= TEXT UNDER STUDY =
Rolls-Royce wins Belgian research ship contract

Paul Gunton
Paul Gunton
ShipInsight

08 November 2018


A contract for ship design and equipment systems for a new vessel to replace the Belgian research vessel RV Belgica has been won by Rolls-Royce.

The vessel, which is to replace the current RV Belgica, will be a UT 844 WP design from Rolls-Royce. Detailed engineering and construction will take place at Freire’s shipyard in Vigo, Spain and the vessel is scheduled for delivery towards the end of 2020. Rolls-Royce currently has design and system deliveries for two other vessels under construction at Freire Shipyard.

In addition to ship design, Rolls-Royce will supply the main propulsion system, including side thrusters, Promas integrated propulsion and maneuvering system, power electric system and steering gear. A vital part of the systems delivery is also automation and control systems such as the propulsion control system, Unified Bridge and dynamic positioning (DP).

The project team responsible for the new research vessel is formed by the Belgian Defence, the Belgian Science Policy Office (BELSPO) and the Royal Belgian Institute of Natural Sciences – Operational Directorate Natural Environment (RBINS-OD Nature).

= EXERCISES =
a - Rewrite the stretch of the Belgian research ship article from "08 November 2018" through "at Freire Shipyard.", swapping each "RV Belgica" for "research ship Belgica".
b - Carry the Belgian research ship article forward from its last sentence.

= SOURCE DATA =
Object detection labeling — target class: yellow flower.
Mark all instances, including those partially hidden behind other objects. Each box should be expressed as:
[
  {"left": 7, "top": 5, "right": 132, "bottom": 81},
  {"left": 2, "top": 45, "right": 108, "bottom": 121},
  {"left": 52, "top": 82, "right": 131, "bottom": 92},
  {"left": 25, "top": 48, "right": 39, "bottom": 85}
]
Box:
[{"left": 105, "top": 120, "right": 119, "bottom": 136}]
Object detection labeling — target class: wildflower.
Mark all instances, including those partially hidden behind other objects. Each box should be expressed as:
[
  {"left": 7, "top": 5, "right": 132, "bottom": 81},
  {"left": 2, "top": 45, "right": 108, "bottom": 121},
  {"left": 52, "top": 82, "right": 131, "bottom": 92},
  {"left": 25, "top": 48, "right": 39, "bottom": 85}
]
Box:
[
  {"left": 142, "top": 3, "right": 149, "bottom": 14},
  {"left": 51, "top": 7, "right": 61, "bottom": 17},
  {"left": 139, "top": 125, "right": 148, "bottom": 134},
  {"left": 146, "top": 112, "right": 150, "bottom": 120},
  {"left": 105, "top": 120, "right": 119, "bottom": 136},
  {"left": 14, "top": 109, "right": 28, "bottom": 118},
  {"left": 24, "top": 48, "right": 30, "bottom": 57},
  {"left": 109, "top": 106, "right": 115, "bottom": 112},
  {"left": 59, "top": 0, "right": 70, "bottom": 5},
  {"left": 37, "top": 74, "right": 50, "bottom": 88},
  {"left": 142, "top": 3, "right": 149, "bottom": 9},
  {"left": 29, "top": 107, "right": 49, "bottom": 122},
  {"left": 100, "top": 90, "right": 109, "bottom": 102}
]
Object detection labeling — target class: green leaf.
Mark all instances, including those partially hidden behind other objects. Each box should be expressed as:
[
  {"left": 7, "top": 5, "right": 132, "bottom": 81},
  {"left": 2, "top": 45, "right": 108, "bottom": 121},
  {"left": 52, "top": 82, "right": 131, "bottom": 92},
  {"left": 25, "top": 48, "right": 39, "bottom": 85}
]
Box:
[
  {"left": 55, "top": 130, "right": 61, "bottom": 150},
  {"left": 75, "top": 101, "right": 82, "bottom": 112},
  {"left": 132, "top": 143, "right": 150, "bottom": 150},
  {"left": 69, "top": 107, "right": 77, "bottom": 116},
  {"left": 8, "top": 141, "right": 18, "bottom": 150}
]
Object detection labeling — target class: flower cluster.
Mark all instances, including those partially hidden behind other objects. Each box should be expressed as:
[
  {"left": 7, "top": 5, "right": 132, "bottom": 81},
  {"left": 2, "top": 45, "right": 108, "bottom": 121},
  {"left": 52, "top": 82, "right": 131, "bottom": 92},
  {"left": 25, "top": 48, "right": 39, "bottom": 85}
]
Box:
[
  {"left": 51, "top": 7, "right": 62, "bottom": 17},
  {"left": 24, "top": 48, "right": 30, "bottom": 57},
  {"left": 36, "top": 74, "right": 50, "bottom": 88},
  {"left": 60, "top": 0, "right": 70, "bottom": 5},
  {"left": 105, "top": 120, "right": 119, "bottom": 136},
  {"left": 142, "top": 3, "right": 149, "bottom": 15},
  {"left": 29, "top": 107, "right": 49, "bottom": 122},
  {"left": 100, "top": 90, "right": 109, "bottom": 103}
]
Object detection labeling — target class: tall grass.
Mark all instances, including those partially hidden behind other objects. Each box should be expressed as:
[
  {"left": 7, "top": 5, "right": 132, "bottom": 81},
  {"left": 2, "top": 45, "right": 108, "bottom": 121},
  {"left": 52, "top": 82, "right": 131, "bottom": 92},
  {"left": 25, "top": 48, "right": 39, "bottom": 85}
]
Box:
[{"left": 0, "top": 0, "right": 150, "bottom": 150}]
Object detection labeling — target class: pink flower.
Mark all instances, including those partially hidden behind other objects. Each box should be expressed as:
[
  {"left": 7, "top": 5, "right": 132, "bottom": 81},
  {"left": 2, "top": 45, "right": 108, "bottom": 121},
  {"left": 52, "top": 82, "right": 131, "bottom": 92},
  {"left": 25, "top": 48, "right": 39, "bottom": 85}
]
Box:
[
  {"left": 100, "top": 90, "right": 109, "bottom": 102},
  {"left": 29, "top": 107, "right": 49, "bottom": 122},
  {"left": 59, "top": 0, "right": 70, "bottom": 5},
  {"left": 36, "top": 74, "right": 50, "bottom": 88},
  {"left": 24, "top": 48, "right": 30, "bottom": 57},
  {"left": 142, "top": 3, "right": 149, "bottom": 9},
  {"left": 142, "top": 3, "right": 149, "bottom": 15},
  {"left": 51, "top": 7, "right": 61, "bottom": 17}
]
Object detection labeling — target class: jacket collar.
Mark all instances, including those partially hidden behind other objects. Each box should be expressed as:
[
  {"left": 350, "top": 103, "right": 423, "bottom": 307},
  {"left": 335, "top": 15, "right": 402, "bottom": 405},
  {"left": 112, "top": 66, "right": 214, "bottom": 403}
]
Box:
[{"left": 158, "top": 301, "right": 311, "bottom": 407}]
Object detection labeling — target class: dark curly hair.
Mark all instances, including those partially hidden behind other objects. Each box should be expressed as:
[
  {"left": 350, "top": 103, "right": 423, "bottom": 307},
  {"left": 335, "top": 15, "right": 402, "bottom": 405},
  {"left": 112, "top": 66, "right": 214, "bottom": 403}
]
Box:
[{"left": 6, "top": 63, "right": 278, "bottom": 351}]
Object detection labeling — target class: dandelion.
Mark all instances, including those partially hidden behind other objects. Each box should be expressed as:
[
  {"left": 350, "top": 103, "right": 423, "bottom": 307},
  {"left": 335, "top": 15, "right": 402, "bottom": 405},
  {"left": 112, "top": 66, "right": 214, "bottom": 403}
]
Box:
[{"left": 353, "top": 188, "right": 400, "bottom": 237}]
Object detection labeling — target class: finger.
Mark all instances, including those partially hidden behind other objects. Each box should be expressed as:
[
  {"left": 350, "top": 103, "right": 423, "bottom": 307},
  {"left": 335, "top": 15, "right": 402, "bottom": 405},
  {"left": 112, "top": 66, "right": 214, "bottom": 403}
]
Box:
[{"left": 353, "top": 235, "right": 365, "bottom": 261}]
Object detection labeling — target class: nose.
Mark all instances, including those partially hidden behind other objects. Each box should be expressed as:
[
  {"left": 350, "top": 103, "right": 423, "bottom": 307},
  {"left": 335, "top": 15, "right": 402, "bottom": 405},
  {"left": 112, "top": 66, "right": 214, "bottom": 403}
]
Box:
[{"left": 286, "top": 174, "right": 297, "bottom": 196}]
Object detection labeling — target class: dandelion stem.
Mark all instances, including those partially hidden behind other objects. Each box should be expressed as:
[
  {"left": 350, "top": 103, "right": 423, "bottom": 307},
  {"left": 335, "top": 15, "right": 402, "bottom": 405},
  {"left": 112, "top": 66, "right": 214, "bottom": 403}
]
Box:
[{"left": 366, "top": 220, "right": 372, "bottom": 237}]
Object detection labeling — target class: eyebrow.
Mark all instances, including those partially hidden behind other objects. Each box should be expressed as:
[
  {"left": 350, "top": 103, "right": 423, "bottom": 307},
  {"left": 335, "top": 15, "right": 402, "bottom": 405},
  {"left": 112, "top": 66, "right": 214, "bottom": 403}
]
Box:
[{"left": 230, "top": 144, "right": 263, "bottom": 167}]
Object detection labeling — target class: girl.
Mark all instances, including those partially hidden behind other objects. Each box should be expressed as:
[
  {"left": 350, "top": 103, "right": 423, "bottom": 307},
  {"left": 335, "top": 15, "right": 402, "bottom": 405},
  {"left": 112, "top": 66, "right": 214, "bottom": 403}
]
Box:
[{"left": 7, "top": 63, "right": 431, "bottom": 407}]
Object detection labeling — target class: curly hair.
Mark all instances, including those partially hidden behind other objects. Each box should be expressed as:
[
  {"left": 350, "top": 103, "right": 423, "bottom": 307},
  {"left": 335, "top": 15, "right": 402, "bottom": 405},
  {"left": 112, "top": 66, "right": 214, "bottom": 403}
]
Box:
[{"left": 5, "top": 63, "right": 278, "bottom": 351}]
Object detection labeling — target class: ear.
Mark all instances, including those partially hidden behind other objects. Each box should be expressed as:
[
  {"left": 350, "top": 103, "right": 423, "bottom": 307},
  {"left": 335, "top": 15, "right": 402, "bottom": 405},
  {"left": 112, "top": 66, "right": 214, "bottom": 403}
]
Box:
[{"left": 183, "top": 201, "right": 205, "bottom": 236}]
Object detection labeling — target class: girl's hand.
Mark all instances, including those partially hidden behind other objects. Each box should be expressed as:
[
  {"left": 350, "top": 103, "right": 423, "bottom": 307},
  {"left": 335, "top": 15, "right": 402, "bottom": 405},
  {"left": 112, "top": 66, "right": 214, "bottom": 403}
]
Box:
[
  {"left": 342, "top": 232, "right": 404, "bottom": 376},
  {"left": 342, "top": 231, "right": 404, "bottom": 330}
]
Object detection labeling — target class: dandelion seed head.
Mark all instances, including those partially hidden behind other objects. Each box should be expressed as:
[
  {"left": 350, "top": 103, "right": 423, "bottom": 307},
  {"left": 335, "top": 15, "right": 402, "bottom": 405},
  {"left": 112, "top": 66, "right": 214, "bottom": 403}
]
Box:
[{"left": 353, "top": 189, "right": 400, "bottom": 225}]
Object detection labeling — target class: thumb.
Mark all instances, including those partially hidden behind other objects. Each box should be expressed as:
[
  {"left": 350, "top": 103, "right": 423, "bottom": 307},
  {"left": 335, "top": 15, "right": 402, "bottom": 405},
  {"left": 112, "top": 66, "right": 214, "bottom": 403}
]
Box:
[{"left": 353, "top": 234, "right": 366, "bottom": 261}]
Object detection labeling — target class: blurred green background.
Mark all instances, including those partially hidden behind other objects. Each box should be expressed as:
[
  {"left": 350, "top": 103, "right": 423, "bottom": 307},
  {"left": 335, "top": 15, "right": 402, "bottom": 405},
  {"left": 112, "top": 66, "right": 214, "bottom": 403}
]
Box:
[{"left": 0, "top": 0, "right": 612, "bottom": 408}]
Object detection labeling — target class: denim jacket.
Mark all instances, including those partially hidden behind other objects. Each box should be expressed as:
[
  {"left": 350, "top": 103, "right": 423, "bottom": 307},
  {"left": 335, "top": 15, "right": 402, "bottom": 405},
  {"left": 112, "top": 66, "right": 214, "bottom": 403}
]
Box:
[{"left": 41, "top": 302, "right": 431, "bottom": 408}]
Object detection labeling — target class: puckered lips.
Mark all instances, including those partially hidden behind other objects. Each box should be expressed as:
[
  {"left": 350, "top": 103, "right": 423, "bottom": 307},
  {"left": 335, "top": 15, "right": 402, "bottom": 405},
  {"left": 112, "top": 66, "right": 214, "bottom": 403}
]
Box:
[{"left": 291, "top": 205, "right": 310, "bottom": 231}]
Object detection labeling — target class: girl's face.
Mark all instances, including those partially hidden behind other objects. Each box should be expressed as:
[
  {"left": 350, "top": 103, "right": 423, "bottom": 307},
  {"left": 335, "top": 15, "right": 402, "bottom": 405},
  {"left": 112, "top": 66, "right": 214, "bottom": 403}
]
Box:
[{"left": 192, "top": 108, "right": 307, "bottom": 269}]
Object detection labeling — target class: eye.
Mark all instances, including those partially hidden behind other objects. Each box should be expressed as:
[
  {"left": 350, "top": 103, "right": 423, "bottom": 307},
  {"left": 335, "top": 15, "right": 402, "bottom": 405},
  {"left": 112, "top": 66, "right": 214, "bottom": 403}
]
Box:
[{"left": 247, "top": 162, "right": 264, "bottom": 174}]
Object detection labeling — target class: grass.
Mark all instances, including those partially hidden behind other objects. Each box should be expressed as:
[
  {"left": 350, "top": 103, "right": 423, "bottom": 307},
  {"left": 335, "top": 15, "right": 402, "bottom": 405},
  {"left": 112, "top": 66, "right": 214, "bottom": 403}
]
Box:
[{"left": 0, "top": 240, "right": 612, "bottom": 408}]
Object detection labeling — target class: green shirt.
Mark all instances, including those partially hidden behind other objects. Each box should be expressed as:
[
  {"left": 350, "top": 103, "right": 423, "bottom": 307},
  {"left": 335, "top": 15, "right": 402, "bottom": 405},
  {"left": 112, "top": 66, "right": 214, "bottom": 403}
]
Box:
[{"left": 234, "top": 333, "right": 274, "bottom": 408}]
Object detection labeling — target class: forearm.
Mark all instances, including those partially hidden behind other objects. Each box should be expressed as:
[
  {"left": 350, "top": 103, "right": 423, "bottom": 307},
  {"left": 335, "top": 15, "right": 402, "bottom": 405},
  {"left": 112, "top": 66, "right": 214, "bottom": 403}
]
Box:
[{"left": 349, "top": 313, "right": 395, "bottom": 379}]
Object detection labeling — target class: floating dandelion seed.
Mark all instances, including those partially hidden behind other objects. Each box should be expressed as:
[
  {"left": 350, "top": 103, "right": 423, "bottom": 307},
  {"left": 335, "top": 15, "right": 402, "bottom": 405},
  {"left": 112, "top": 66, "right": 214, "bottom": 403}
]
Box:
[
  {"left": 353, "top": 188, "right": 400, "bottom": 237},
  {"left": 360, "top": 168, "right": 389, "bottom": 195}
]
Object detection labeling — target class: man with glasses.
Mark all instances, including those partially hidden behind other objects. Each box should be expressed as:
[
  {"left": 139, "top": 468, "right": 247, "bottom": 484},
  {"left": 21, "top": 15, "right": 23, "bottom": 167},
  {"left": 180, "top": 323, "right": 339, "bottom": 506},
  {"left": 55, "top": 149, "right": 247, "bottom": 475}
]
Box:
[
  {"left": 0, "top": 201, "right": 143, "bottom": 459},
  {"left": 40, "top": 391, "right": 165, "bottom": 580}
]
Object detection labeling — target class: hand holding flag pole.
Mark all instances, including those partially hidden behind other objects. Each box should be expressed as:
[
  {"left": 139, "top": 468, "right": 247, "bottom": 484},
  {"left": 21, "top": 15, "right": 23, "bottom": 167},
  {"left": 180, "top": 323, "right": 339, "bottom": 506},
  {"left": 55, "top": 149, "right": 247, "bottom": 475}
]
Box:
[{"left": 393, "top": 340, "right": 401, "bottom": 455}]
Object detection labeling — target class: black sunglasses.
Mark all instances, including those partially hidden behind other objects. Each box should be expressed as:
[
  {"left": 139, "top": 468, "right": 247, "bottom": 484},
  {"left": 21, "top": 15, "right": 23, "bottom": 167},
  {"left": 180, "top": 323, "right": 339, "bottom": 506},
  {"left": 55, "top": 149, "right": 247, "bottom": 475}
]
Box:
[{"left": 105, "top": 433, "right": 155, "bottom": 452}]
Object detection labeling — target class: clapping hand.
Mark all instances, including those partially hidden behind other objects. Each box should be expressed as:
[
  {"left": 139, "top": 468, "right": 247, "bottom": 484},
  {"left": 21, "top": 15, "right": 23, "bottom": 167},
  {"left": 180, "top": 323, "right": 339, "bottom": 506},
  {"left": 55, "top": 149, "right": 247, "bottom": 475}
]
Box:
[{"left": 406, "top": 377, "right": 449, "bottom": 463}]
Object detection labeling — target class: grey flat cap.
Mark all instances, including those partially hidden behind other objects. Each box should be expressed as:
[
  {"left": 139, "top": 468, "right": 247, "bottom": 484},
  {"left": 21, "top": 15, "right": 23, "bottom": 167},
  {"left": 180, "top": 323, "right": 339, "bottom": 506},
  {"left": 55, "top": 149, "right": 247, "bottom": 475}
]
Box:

= ANSWER SECTION =
a -
08 November 2018


A contract for ship design and equipment systems for a new vessel to replace the Belgian research vessel research ship Belgica has been won by Rolls-Royce.

The vessel, which is to replace the current research ship Belgica, will be a UT 844 WP design from Rolls-Royce. Detailed engineering and construction will take place at Freire’s shipyard in Vigo, Spain and the vessel is scheduled for delivery towards the end of 2020. Rolls-Royce currently has design and system deliveries for two other vessels under construction at Freire Shipyard.

b -
The IMO polar code compliant vessel will be designed to carry out research and survey tasks in the North Sea and its adjacent sea areas, but also in the Mediterranean and more northern areas. It will cater for the requirements of the Belgian marine scientific community when performing advanced marine research and education at sea – today and in the coming years. This will include research within the fields of geology and sedimentology, fisheries, biology, chemistry, oceanography (including meteorology). In addition, the vessel will be part of hydrography campaigns.

Asbjørn Skaro, Rolls-Royce, Director Digital & Systems - Marine, said, “Three European countries have now chosen Rolls-Royce as a supplier of design and technology to their new research vessels; Belgium, Norway and the UK. These are all advanced, high-tech vessels that will carry out fundamental research at sea and below the seabed. We are of course honoured to be part of such great tasks.”